BEGIN Exercise passage

Codename: Touch Wall
Like Wilson's Pictionaire project, the Microsoft Touch Wall -- which Bill Gates demoed during his keynote at CES 2008 -- is a new software-driven computing paradigm. It's partly a multi-touch hardware interface (for example a wall-sized version of the iPhone) but primarily a new software interface that works remarkably similar to the scene in Minority Report where Tom Cruise controls a computer with his hands. Sands started out working on interactive television systems 13 years ago and developed early prototypes in the mid-1990s. He also worked on the MS-NBC and Slate Magazine launches, working on interactive media.
"We needed to come up with something beyond the typical PowerPoint and whiteboard idea -- things like video and interactive media to demonstrate rather than tell what the future might be like," Sands says. "We want to put out plausible scenarios that leverage today's technology."
The Touch Wall is more like an operating system than software. There is a large white background with several objects on the screen -- documents, video, music, slideshows. You can zoom in on the interface by flicking out with two hands. You can play a video or slideshow by clicking with a finger. Most impressively, you can mix and match media on the same large-screen display, playing a video in one corner and holding a video chat with someone in another corner. Like Microsoft Surface, multiple people can use the Touch Wall at the same time and interact with other people using a Touch Wall somewhere else.
Touch Wall is primarily a user interface and not an operating system -- it runs on a standard PC in Windows Vista using an LCD rear projector and a two-way glass panel. Sensors attached to the side of the Touch Wall read movements and feed them to the interface, which is called Plex. However, like the Surface table, it's possible the Touch Wall will be developed into a standalone product that could be used for meetings and sales presentations, or one day in homes as a natural interface.

END Exercise passage

**Prompt**
Continue the article about Microsoft's Touch Wall from the end of its final paragraph, before turning to the data.

BEGIN Data under study

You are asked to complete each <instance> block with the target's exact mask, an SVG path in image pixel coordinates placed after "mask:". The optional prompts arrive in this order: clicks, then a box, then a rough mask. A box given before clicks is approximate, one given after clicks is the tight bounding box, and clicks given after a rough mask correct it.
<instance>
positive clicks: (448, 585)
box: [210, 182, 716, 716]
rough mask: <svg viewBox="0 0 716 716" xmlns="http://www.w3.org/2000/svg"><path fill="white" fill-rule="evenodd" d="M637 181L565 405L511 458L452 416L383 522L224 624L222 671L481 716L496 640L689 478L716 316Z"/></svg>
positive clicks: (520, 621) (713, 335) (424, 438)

END Data under study

**Exercise result**
Codename: Paris/Social Streams
Some ideas are born out of necessity. The Paris project -- the formal product name will be Political Streams when it becomes available -- provides a big picture view of political news and blog chatter. It's essentially a trend aggregator similar to Google Trends or Yahoo Buzz, except that it crawls the Web for actual content, rather than just aggregating search terms. Alex Daley -- the group product manager at Microsoft Live Labs -- showed a demo where Sarah Palin news reports and blog posts appeared on a graph in comparison to reports on Barack Obama.
"This is all in real-time, and we can effectively filter across various industries -- we are starting with politics," Daley says. "We can see the relationship between political reports. John McCain has had much more media interest than Barack Obama ever since the Sarah Palin announcement. We use a technique called entity extraction, a machine learning technique for classifying documents and text, such as this is a name, this is a place, or a recipe, or a review or product manual. We extract the core data and drawing relationships."
(Note: Live Labs is a seed farm at Microsoft, consisting of small five-to-eight person teams who develop innovative services and Web sites such as PhotoSynth. The small team size is intentional because Live Labs is intended to germinate ideas, some of which may not become actual products. In fact, the PhotoSynth project itself -- which is a way to see 360-degree views of a real-world location -- was not a raging success at first because Live Labs found that people would take the same photos of buildings and sites. Today, it has become more of a social networking site -- people decide together to "stitch" a scene more intentionally.)